::: Stored rows :::
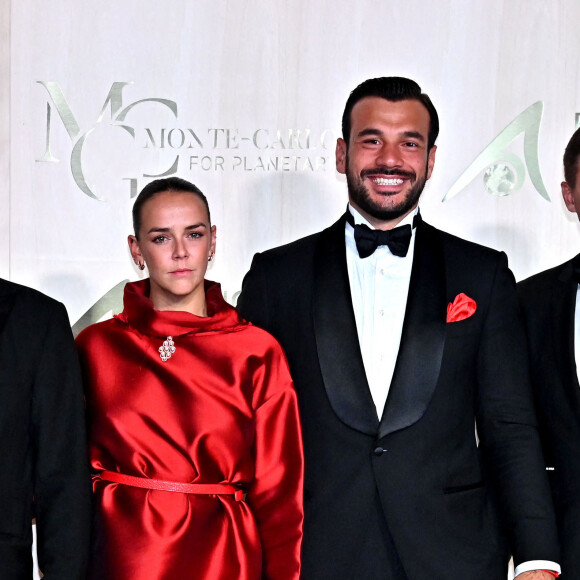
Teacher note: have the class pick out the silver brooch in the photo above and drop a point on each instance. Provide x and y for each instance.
(167, 349)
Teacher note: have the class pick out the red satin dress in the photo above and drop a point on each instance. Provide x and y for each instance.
(220, 410)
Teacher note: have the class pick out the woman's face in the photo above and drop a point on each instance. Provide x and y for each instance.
(175, 242)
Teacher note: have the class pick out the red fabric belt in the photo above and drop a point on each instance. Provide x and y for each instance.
(176, 486)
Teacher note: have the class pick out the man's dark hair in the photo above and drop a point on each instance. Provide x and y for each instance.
(175, 184)
(391, 89)
(571, 157)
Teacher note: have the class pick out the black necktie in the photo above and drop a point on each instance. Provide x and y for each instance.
(367, 240)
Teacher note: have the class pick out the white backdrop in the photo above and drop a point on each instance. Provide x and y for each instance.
(246, 98)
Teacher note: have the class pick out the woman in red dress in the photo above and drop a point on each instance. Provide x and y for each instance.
(194, 432)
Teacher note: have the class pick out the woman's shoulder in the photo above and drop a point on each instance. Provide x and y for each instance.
(100, 331)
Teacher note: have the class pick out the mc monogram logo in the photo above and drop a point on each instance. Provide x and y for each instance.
(505, 171)
(118, 118)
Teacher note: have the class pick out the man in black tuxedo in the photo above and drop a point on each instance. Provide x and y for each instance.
(44, 471)
(396, 355)
(552, 318)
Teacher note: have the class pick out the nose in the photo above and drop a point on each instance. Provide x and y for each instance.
(179, 249)
(389, 155)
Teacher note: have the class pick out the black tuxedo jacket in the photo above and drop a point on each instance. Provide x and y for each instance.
(43, 463)
(548, 302)
(410, 494)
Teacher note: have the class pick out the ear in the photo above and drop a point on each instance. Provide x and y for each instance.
(568, 196)
(341, 148)
(213, 240)
(135, 250)
(431, 160)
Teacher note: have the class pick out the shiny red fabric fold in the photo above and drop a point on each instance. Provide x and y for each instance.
(221, 410)
(462, 307)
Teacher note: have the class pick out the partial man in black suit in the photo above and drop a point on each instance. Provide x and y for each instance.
(397, 354)
(44, 466)
(550, 302)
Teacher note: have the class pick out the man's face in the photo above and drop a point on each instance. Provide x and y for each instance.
(386, 161)
(571, 194)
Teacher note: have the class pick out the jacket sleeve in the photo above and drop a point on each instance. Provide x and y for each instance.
(276, 492)
(61, 474)
(508, 429)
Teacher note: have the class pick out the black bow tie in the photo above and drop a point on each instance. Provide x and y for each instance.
(367, 240)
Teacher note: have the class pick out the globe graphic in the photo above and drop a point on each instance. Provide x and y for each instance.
(499, 179)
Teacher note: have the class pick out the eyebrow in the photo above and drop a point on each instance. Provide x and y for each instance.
(166, 230)
(377, 132)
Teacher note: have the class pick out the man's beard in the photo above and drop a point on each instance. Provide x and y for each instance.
(360, 195)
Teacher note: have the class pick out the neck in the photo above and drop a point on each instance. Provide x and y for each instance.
(194, 303)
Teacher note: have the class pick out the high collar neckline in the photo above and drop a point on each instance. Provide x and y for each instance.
(139, 313)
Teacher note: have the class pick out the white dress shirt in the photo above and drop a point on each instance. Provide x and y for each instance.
(379, 286)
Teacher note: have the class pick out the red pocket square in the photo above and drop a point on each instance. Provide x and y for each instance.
(463, 307)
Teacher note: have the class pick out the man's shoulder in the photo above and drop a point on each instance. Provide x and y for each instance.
(537, 284)
(299, 250)
(465, 250)
(26, 296)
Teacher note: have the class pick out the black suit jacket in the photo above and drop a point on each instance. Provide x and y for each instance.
(414, 482)
(44, 468)
(548, 302)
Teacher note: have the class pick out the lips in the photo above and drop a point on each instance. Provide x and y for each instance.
(383, 177)
(387, 180)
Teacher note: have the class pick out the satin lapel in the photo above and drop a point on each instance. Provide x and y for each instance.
(563, 304)
(7, 296)
(336, 335)
(423, 337)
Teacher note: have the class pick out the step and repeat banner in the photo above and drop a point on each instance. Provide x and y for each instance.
(244, 99)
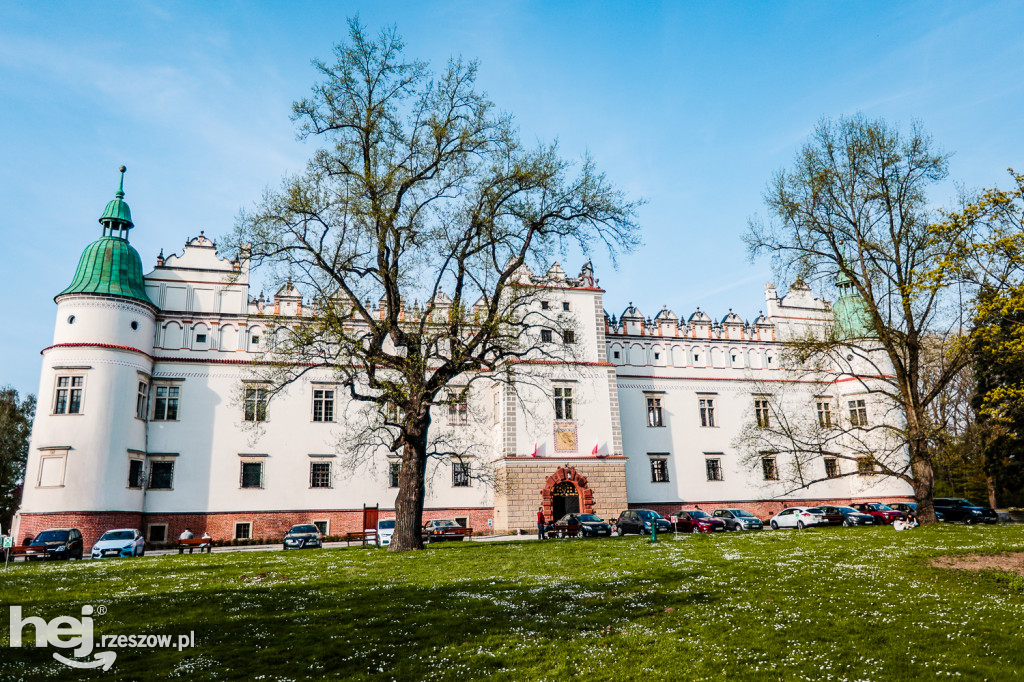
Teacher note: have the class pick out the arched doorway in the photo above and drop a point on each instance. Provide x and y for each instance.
(564, 500)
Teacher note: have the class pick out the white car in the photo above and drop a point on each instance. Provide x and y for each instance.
(385, 528)
(798, 517)
(122, 542)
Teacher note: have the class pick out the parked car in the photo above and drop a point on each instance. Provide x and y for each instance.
(56, 544)
(832, 516)
(797, 517)
(385, 530)
(441, 529)
(957, 509)
(122, 542)
(911, 508)
(696, 520)
(639, 521)
(853, 517)
(303, 536)
(738, 519)
(579, 525)
(882, 513)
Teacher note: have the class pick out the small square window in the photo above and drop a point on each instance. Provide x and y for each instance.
(135, 473)
(252, 474)
(320, 474)
(158, 533)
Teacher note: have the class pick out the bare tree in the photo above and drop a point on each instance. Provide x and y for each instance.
(420, 190)
(853, 210)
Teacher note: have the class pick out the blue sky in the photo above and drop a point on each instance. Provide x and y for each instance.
(689, 105)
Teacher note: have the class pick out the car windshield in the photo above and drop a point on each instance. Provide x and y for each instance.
(118, 535)
(51, 536)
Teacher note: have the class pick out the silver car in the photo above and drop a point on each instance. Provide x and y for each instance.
(798, 517)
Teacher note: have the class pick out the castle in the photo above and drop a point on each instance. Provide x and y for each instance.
(146, 397)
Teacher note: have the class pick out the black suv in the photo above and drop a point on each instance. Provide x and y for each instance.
(957, 509)
(56, 544)
(639, 520)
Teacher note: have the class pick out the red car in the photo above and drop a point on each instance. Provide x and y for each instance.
(694, 520)
(881, 512)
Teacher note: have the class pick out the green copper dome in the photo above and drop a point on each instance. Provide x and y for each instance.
(853, 320)
(111, 265)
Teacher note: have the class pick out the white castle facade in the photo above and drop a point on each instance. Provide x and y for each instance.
(146, 399)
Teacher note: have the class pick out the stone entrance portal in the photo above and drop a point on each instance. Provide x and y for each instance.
(564, 500)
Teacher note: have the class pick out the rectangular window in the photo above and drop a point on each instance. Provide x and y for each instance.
(51, 470)
(563, 402)
(141, 407)
(255, 409)
(323, 405)
(858, 413)
(658, 470)
(252, 474)
(158, 533)
(460, 474)
(458, 408)
(708, 412)
(161, 475)
(654, 412)
(320, 474)
(135, 473)
(761, 413)
(68, 399)
(714, 468)
(165, 403)
(824, 414)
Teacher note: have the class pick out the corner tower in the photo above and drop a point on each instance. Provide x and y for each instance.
(89, 437)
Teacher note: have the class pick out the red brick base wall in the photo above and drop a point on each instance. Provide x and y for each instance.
(763, 509)
(220, 525)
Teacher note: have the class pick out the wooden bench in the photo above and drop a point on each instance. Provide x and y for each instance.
(364, 537)
(203, 545)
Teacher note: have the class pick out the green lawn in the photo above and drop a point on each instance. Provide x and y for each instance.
(827, 604)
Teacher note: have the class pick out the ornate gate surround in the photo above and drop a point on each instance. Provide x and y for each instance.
(568, 475)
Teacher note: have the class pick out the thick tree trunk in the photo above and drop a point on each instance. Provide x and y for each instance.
(412, 489)
(924, 482)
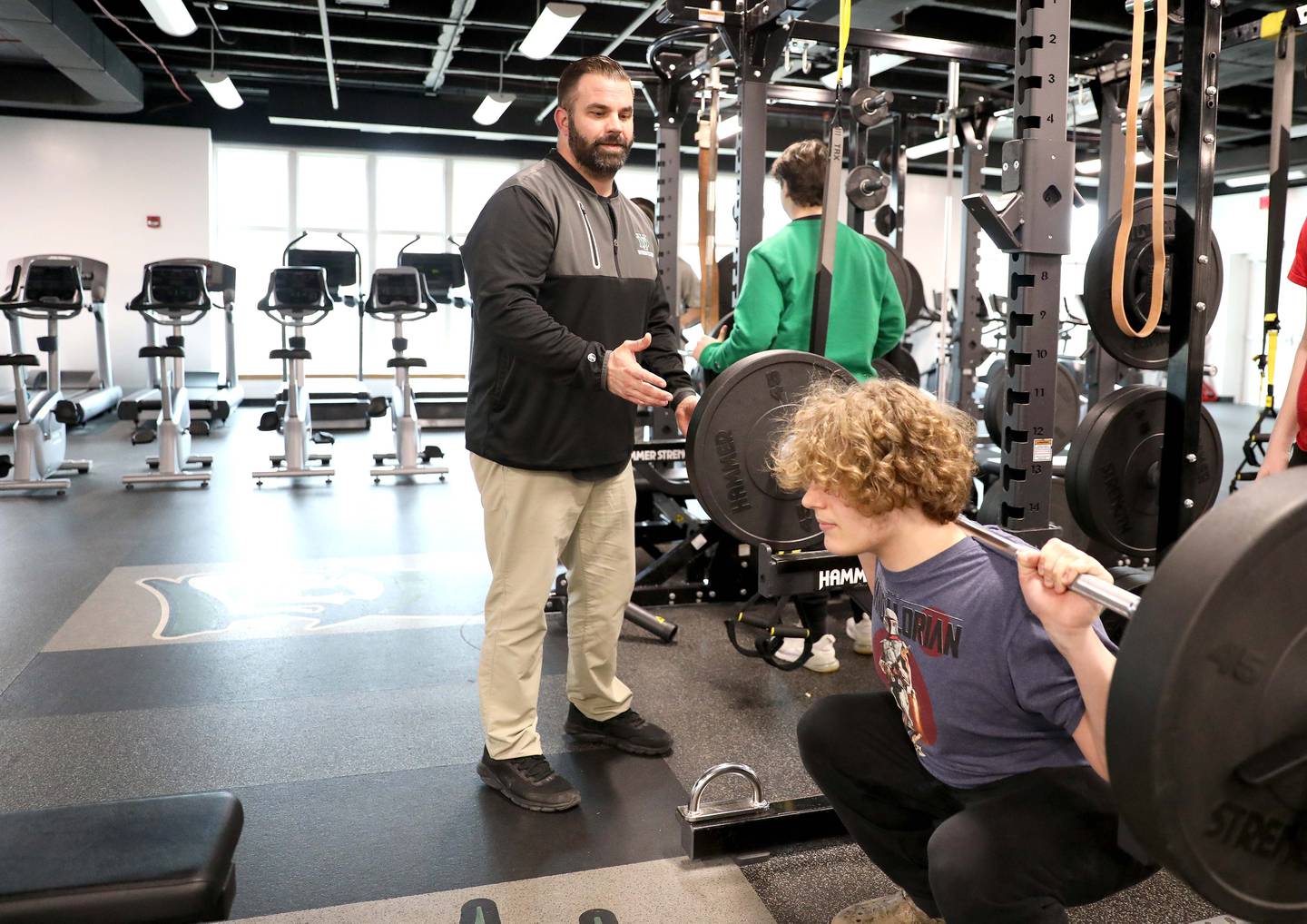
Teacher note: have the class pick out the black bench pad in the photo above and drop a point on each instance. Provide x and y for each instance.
:::
## Problem
Reproduce the data starting with the line that contains "Teacher note: have the class pick out the corner" and going on through the end of the data, offsetting every coordinate by adding 82 to both its x and y values. Omit the pictures from your answer.

## Solution for this task
Teacher note: have the class pick out the corner tower in the photo above and drop a point on each instance. Provide x and y for each instance.
(171, 519)
Teacher note: have the class pick out the red brick base wall in the photo above and drop a point on each instance. Provide x and y for each instance.
(845, 591)
(302, 607)
Teacher note: have the class pick out the wooden bench in the photo above and drop a point on each instance. Provide x and y for each instance.
(446, 619)
(285, 627)
Teacher note: have the class pick out the green lawn in the photo above and drop a point on each instance. Provide x and y for each instance.
(909, 686)
Teacher note: have the class pick out the ornate gate surround in the photo above and drop a point on each instance. Provide x and y for each instance.
(650, 557)
Teacher note: have the class pick out the thick tree trunk in the photo above and drop a point on each instance. Provide x and y for each instance.
(494, 571)
(1006, 564)
Teacher note: have the class pick out the black bench pad in the photo above and drop a point on each instance. Provide x and y for each instance.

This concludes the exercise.